Stored data:
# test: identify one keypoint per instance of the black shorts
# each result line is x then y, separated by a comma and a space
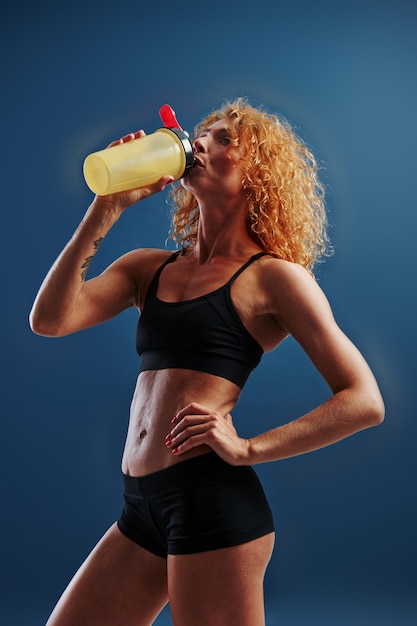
197, 505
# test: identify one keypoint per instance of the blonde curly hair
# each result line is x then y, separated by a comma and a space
286, 212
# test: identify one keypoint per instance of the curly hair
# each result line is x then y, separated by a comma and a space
286, 212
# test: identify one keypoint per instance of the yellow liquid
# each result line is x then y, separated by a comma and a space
136, 163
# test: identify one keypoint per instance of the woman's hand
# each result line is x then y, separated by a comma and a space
124, 199
196, 425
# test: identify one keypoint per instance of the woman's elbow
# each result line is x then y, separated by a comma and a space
374, 409
40, 326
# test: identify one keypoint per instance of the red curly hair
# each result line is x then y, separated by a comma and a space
286, 212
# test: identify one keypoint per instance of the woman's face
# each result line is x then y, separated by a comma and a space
218, 167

What is asked:
Copy every line of the items above word for word, without the pictures.

Result for this task:
# test: identify one keypoint per instance of the black shorts
# each result line is x then y, separated by a comma and a space
197, 505
# test: identify one keypoint per instance of the blonde curly hair
# each result line is x then y, separated by a comma and a space
286, 212
# test: identify one keypoint per instance of the curly hair
# each result line is x then y, separated by a comma and a space
286, 212
# test: identify one keypoint per instance of the yellow liquid
# each result line is x then y, separated by a comma and a space
136, 163
# test: identify one keypoint per instance of the woman's hand
# each result line is x then y, separated by a comma and a space
124, 199
196, 425
# test: identify one keypoint per instance of the woman's elbow
# each result line is x then y, separated by a comma and a space
374, 409
40, 326
# test: identify one keypoint per instance of the red curly hair
# each result line is x then y, separated by a comma and a space
286, 212
# test: identify one keypoint per instance of the woman's face
# each result line is x then y, separated by a comma and a space
218, 167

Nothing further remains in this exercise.